**Requirement:** Convert the lines below into a JSON list of strings, one string per line, and leave out any blank lines.

**Data supplied:**
####################

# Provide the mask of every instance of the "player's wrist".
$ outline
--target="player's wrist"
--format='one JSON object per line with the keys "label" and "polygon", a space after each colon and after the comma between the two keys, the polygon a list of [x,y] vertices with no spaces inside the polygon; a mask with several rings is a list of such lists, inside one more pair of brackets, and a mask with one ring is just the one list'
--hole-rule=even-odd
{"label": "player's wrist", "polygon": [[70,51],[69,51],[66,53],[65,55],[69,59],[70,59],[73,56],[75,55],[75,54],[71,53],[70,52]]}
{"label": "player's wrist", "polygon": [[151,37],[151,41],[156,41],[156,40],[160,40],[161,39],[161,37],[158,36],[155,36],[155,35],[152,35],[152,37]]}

####################

**Response for this exercise:**
[
  "# Provide the mask of every instance of the \"player's wrist\".",
  "$ outline",
  "--target=\"player's wrist\"",
  "--format='one JSON object per line with the keys \"label\" and \"polygon\", a space after each colon and after the comma between the two keys, the polygon a list of [x,y] vertices with no spaces inside the polygon; a mask with several rings is a list of such lists, inside one more pair of brackets, and a mask with one ring is just the one list'",
  "--hole-rule=even-odd",
  "{\"label\": \"player's wrist\", \"polygon\": [[70,51],[69,51],[66,53],[65,55],[69,59],[70,59],[73,56],[75,55],[75,54],[71,53],[70,52]]}",
  "{\"label\": \"player's wrist\", \"polygon\": [[151,37],[151,41],[156,41],[156,40],[160,40],[161,39],[161,37],[158,36],[155,36],[155,35],[152,35],[152,37]]}"
]